* **WHAT TO PRODUCE**: Copy out all of the material below word for word, leaving the pictures out.
--- Start AVAILABLE RECORDS ---
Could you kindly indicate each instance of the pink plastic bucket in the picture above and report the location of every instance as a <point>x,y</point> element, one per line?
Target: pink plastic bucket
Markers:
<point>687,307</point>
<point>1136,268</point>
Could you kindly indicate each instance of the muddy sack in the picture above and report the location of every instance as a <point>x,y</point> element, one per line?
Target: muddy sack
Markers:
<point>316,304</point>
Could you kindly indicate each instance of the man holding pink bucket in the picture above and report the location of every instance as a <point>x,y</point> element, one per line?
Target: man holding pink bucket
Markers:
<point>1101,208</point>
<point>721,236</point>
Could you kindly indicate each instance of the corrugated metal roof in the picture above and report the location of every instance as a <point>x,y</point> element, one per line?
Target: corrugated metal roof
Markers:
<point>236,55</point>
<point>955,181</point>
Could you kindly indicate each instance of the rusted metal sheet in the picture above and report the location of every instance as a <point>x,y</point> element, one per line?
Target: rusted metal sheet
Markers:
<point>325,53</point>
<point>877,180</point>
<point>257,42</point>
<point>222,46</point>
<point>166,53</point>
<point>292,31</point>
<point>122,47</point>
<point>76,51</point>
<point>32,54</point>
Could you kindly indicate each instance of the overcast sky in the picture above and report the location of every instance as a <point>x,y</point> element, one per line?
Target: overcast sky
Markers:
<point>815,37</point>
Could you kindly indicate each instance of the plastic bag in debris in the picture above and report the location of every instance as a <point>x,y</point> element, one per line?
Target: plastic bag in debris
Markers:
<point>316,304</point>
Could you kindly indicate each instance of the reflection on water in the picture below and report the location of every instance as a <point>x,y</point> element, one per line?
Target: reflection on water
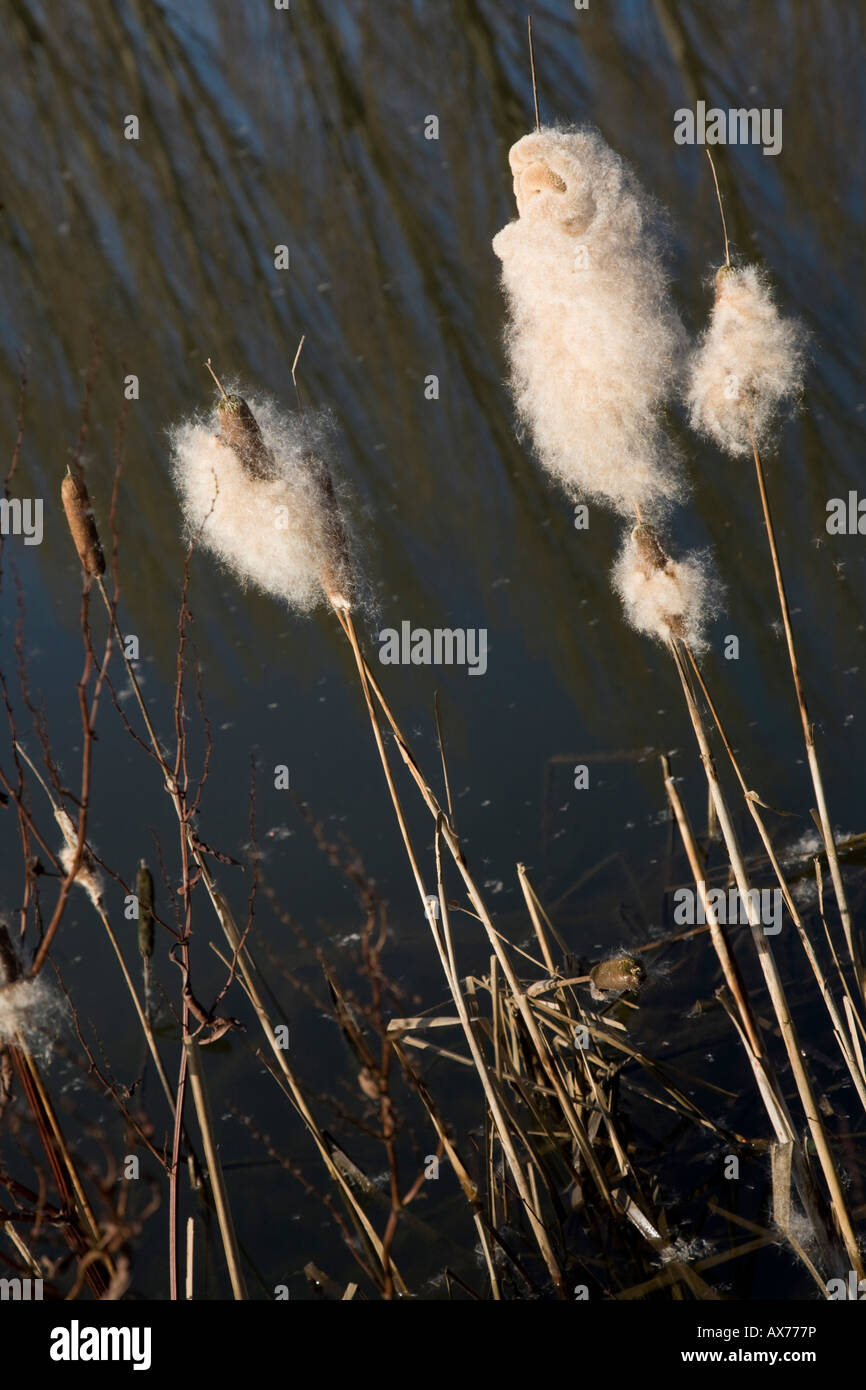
--- End AVAILABLE RECORDS ---
* **FULL OUTPUT**:
Could you kindly indicate each instance of the pink plastic bucket in the picture above and report the location of every instance as a <point>x,y</point> element, one per line?
Target: pink plastic bucket
Markers:
<point>687,307</point>
<point>1136,268</point>
Could you kindly indicate each instance of the muddy sack in the picture above and report the location of every instance as a <point>x,y</point> element, one per line?
Target: muddy sack
Markers:
<point>316,304</point>
Could you kindly indicate each instance of the man holding pink bucket in the picture above and report the location of every instance as a <point>x,y</point> element, one per line?
Target: man holding pink bucket
Markers:
<point>1101,208</point>
<point>721,236</point>
Could you kindly indicate each instance of the corrugated metal roof in the picture above and report the location of every instance as a <point>x,y</point> element, one per line?
Target: corrugated metal roof
Markers:
<point>236,55</point>
<point>955,181</point>
Could you kindly indicate each instance of the rusted metal sheet in the picture above and report the location of every instance as a <point>x,y</point> element, one per line?
Target: rusted metal sheet
Markers:
<point>325,53</point>
<point>877,180</point>
<point>257,42</point>
<point>222,46</point>
<point>166,53</point>
<point>292,31</point>
<point>122,47</point>
<point>76,51</point>
<point>32,54</point>
Could you kindly indicate each instance of the overcast sky in the picture above and report the location of every instance as a <point>x,y</point> element, one per line?
Target: overcast sky
Markers:
<point>815,37</point>
Could you kindly indicate each instance of the plastic bag in debris in the picture above and report the location of every instance as a <point>x,y</point> element, one per line?
Target: plastic bag in debris
Markers:
<point>316,304</point>
Could you kindly indicate each instance of the reflection on water in the picture below and report the location of every instance as a <point>x,y</point> element, one per line?
Target: reflection on water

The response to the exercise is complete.